## [EXERCISE BRIEF]
Copy out the records verbatim, from the line containing "Annotate the front grille" through the line containing "Annotate the side", both included.

*** DATA PROVIDED

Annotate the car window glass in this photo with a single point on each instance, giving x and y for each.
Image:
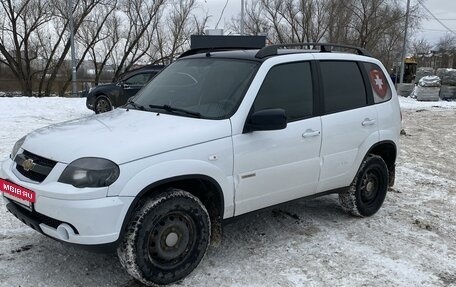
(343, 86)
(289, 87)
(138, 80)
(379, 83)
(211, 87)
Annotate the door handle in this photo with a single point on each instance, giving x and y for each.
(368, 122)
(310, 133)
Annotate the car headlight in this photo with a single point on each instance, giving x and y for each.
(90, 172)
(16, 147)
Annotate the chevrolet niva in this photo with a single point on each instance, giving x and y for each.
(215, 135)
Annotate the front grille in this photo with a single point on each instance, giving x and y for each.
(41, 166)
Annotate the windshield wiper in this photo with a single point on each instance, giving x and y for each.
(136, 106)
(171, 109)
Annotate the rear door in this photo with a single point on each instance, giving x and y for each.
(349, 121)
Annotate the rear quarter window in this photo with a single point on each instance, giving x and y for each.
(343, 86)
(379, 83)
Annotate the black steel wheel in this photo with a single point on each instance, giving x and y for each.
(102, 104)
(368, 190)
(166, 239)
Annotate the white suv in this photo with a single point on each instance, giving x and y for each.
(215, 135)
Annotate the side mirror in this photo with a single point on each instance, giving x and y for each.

******
*** DATA PROVIDED

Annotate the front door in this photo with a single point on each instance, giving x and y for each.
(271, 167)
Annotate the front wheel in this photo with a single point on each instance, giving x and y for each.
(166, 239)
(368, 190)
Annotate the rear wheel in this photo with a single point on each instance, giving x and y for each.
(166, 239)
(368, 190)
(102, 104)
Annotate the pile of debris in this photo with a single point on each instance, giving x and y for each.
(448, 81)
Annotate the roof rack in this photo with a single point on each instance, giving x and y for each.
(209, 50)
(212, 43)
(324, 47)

******

## [RESPONSE TO THE EXERCISE]
Annotate the front grille in this photo with a single point on each instance, giving x and y for each.
(41, 166)
Annotate the windshield wiper in this photo with a single point on each instance, giving x and y for each.
(136, 106)
(171, 109)
Annotate the rear door in this photo with a single point on each instance, giving x and y for each.
(349, 121)
Annotate the rear quarter window in this photo with a single point on each instance, giving x and y for each.
(343, 86)
(379, 83)
Annotate the black steel wheel in this photo with a single point on each instance, giving x and y for each.
(102, 104)
(368, 190)
(166, 239)
Annotate the white suv in this photo with a single point on each instance, giving x and y for each.
(215, 135)
Annotate the side mirror in this photo with a single point on each instance, giving x and y for each.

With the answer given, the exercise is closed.